TASK GOAL:
Convert the data, from the first line through the line that contains "203], [211, 192]]", into a Markdown table with the columns Number and Entry, numbering each row and omitting blank lines.
[begin ROWS]
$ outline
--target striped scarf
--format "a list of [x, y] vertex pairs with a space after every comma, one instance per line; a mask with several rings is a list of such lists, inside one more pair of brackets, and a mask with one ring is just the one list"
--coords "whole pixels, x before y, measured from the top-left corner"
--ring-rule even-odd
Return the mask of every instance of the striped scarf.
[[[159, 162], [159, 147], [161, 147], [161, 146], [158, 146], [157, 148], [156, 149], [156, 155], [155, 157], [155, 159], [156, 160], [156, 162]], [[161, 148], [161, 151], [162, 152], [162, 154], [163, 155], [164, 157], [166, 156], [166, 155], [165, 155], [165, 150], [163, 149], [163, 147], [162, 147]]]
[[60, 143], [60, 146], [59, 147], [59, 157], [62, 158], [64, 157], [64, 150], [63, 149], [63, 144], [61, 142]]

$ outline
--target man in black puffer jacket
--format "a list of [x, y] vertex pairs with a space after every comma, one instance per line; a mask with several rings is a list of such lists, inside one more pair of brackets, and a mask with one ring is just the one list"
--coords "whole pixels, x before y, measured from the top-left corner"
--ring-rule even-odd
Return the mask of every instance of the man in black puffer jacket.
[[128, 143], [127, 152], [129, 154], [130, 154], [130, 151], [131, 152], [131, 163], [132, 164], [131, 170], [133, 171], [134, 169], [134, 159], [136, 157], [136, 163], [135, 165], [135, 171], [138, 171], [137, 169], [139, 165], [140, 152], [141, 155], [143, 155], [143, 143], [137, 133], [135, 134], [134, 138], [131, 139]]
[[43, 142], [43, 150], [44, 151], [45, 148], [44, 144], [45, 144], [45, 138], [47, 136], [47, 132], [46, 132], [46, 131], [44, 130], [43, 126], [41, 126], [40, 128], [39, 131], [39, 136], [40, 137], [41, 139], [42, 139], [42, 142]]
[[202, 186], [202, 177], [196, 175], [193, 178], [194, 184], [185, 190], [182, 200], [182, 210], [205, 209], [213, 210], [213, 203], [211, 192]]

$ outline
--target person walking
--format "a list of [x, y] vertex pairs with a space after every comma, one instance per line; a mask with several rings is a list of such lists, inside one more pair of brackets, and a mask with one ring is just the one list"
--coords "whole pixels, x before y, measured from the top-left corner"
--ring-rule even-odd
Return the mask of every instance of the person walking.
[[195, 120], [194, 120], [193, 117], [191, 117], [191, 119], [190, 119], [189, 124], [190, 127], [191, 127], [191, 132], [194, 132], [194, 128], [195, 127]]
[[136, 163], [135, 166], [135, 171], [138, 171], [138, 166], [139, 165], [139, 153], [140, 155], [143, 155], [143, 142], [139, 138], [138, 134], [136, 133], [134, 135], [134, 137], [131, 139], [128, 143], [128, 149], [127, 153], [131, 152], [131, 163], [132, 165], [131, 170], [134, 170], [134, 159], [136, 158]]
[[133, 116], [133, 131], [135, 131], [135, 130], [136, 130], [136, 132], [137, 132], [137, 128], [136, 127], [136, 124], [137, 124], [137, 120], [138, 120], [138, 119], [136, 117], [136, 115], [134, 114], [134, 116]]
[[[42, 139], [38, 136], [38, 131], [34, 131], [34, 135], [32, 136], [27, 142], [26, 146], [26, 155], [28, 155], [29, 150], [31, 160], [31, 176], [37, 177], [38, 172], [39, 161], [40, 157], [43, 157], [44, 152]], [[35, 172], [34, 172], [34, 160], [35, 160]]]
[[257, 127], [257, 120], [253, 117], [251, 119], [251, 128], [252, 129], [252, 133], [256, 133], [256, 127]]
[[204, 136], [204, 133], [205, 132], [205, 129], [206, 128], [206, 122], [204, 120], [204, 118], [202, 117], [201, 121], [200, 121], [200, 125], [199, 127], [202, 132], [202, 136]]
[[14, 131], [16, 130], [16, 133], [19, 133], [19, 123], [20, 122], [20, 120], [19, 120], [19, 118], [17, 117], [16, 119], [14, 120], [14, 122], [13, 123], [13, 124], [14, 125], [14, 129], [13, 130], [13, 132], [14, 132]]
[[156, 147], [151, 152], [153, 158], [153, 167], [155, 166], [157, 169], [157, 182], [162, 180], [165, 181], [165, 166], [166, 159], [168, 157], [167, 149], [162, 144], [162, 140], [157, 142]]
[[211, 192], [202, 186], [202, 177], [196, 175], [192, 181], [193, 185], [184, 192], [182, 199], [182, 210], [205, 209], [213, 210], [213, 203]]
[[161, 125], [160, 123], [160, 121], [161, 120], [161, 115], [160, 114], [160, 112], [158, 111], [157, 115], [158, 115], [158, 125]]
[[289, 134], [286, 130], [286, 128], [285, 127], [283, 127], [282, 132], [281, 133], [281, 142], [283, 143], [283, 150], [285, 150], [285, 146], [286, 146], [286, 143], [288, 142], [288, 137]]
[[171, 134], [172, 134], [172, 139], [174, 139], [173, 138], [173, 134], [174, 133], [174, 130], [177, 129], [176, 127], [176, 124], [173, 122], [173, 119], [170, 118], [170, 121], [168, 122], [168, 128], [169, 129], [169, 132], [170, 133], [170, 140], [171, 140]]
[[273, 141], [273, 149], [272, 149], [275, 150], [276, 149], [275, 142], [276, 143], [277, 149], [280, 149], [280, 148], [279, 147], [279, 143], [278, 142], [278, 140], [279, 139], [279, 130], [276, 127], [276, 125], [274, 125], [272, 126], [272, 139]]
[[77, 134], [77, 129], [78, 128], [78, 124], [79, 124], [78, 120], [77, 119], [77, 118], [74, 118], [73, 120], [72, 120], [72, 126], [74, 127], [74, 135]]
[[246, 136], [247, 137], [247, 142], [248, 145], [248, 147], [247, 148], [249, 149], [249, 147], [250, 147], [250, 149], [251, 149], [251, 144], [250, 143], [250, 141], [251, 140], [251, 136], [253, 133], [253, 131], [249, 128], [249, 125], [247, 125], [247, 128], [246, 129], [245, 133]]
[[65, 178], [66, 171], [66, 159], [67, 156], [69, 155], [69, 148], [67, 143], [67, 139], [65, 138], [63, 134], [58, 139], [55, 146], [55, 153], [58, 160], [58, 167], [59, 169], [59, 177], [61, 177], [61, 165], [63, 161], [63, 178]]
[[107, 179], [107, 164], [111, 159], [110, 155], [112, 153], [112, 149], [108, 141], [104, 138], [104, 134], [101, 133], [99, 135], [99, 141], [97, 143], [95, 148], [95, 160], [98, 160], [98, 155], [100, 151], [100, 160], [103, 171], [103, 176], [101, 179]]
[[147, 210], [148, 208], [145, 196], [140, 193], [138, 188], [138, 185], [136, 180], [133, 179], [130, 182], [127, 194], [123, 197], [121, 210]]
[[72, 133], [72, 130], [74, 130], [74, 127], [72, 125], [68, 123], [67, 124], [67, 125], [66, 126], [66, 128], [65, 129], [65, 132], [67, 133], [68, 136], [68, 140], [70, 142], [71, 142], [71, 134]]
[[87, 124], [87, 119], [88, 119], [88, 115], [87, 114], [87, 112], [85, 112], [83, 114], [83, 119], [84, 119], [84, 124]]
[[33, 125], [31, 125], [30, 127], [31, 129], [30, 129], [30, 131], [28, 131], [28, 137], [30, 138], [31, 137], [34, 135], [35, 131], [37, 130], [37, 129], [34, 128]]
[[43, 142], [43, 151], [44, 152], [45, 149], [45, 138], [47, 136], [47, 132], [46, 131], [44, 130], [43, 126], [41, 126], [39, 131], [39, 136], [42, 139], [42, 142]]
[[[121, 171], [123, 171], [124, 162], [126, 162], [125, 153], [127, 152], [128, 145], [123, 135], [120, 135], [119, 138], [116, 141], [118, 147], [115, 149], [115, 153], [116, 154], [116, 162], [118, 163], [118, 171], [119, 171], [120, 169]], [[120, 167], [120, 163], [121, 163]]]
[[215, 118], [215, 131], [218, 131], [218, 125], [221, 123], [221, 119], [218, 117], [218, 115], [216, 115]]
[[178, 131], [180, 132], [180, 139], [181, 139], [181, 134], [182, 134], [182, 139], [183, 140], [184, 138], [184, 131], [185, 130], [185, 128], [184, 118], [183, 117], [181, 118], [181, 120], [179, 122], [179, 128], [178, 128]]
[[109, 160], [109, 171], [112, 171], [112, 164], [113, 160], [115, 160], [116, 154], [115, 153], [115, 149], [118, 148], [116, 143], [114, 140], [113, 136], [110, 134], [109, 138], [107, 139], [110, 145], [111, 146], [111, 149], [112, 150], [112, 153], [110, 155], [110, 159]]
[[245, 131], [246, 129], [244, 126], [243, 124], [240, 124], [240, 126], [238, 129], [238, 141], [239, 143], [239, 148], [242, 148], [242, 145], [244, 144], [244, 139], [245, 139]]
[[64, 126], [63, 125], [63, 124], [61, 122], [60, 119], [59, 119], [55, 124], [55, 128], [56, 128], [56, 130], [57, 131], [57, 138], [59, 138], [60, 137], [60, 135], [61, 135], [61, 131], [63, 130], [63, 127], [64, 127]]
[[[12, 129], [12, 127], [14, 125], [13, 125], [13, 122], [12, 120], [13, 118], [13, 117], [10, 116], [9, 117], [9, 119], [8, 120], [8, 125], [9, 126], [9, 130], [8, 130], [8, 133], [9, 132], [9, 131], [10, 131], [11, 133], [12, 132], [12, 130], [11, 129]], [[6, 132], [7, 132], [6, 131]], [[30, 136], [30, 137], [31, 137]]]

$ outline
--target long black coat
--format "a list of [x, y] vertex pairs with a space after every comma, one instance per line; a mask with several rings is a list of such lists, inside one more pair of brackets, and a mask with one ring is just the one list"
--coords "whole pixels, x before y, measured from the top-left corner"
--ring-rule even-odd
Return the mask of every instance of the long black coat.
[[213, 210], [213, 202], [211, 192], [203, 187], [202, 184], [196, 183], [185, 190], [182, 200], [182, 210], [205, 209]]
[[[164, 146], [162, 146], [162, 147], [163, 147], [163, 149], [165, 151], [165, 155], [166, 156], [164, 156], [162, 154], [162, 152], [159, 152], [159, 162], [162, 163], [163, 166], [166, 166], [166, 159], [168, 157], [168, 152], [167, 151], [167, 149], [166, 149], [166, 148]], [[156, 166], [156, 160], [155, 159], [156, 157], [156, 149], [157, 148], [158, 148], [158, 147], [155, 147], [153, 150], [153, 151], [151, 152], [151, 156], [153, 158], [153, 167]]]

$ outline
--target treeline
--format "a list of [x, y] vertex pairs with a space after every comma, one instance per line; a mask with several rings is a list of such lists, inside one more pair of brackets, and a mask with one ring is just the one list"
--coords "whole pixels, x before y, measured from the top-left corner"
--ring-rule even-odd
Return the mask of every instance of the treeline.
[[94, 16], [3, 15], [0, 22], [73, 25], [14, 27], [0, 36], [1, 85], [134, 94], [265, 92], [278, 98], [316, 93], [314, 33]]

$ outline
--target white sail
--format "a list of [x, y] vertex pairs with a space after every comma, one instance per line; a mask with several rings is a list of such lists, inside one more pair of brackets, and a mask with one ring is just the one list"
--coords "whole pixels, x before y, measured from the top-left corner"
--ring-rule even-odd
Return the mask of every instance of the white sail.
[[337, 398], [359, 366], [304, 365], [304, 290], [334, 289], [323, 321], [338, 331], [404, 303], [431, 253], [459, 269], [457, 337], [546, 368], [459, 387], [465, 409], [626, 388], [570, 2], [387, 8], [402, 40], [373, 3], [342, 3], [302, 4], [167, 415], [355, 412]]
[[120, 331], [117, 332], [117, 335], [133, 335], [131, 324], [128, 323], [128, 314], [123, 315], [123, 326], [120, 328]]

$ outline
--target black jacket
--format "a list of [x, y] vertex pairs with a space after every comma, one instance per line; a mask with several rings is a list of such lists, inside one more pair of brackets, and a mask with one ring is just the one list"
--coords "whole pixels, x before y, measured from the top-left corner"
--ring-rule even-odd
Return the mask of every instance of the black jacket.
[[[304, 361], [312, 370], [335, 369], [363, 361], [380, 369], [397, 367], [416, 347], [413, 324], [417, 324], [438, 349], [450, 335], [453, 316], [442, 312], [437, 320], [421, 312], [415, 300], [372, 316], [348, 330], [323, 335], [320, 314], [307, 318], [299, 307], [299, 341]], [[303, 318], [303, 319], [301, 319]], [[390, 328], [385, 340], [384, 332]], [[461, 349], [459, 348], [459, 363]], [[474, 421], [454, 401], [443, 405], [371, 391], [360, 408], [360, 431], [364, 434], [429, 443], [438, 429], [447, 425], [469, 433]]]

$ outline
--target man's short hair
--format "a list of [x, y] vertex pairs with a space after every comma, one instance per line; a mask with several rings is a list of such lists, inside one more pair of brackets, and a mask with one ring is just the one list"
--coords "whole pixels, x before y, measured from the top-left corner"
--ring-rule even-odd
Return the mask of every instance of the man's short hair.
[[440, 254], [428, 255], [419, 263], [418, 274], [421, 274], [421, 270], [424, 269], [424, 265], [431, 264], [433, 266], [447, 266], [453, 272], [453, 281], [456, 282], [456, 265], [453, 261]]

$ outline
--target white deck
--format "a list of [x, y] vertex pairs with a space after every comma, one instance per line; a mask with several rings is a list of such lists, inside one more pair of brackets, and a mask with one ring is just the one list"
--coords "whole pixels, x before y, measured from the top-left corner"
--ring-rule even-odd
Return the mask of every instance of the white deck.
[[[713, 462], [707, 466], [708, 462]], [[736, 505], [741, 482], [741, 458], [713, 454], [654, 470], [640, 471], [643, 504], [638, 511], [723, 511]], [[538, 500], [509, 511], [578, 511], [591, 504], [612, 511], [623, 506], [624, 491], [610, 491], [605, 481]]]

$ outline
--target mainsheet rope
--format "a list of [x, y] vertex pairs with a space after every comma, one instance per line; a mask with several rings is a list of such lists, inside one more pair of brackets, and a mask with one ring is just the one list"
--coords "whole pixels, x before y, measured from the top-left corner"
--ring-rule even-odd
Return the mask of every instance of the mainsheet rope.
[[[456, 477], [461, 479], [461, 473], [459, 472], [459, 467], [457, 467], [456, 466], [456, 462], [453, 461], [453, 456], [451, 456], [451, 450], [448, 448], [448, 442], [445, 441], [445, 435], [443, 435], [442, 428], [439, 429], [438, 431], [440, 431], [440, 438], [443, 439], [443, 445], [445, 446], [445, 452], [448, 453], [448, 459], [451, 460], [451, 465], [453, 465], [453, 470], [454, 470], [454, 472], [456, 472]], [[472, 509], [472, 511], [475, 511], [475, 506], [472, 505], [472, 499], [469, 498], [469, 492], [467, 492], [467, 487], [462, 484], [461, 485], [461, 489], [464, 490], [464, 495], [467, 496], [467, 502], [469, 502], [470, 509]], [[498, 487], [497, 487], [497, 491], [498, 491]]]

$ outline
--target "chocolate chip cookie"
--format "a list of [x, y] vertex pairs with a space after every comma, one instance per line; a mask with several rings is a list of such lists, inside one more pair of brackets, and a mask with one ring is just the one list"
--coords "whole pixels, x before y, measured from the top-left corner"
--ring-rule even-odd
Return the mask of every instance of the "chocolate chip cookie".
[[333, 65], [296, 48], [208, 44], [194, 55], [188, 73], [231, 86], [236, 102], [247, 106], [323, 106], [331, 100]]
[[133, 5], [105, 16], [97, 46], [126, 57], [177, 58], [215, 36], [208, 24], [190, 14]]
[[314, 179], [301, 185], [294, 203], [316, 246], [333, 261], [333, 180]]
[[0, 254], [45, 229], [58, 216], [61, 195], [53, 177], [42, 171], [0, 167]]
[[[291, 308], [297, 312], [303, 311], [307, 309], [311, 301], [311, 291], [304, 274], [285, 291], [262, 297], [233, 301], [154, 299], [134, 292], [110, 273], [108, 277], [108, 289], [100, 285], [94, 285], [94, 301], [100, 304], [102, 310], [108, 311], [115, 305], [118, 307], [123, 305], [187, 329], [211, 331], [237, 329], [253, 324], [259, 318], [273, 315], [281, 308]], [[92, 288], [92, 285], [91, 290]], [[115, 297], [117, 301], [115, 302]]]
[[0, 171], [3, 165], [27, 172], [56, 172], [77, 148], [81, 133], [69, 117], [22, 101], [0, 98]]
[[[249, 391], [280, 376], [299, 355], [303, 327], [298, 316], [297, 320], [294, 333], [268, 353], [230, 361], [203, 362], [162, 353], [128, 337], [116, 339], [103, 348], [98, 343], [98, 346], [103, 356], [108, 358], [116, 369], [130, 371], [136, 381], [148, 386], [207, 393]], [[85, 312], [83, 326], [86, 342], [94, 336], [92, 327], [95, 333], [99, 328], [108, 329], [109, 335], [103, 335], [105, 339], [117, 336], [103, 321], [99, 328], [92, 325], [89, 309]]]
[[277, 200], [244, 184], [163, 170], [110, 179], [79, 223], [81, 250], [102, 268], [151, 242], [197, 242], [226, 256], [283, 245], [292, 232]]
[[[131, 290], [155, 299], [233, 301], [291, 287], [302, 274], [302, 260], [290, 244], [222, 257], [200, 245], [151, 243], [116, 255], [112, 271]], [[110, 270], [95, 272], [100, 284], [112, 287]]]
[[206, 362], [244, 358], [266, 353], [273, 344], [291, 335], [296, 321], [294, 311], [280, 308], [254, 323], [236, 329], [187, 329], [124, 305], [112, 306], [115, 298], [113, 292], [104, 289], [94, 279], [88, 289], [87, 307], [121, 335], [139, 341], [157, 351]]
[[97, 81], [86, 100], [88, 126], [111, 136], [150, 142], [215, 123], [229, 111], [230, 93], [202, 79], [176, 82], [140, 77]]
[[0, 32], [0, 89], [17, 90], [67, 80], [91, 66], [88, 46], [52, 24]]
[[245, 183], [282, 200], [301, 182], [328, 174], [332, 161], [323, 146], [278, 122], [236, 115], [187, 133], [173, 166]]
[end ROWS]
CORRECT OUTPUT:
| Number | Entry |
|---|---|
| 1 | $ outline |
| 2 | --target striped scarf |
| 3 | --format "a list of [x, y] vertex pairs with a space after every comma, one instance per line; a mask with several rings is a list of such lists, inside one more pair of brackets, and a mask with one ring is just the one list" |
| 4 | --coords "whole pixels, x before y, measured from the top-left corner" |
| 5 | --ring-rule even-odd |
| 6 | Return the mask of every instance of the striped scarf. |
| 7 | [[[159, 162], [159, 147], [161, 147], [161, 146], [158, 146], [157, 148], [156, 149], [156, 155], [155, 157], [155, 159], [156, 160], [156, 162]], [[161, 148], [161, 151], [162, 152], [162, 154], [163, 155], [164, 157], [166, 156], [166, 155], [165, 155], [165, 150], [163, 149], [163, 147], [162, 147]]] |
| 8 | [[60, 143], [60, 146], [59, 147], [59, 157], [62, 158], [64, 157], [64, 150], [63, 149], [63, 144], [61, 142]] |
| 9 | $ outline |
| 10 | --target man in black puffer jacket |
| 11 | --format "a list of [x, y] vertex pairs with a space after every comma, one instance per line; a mask with several rings is a list of such lists, inside one more pair of brackets, and a mask with one ring is just the one list" |
| 12 | --coords "whole pixels, x before y, measured from the top-left corner" |
| 13 | --ring-rule even-odd |
| 14 | Return the mask of every instance of the man in black puffer jacket. |
| 15 | [[128, 143], [127, 152], [129, 154], [130, 154], [130, 151], [131, 152], [131, 163], [132, 164], [131, 170], [133, 171], [134, 169], [134, 159], [136, 157], [136, 163], [135, 165], [135, 171], [138, 171], [137, 169], [139, 165], [140, 152], [141, 155], [143, 155], [143, 143], [137, 133], [135, 134], [134, 138], [131, 139]] |
| 16 | [[43, 142], [43, 150], [44, 151], [45, 148], [44, 144], [45, 144], [45, 138], [47, 136], [47, 132], [46, 132], [46, 131], [44, 130], [43, 126], [41, 126], [40, 128], [39, 131], [39, 136], [40, 137], [41, 139], [42, 139], [42, 142]] |
| 17 | [[202, 186], [202, 177], [196, 175], [193, 178], [194, 184], [185, 190], [182, 200], [182, 210], [205, 209], [213, 210], [213, 203], [211, 192]] |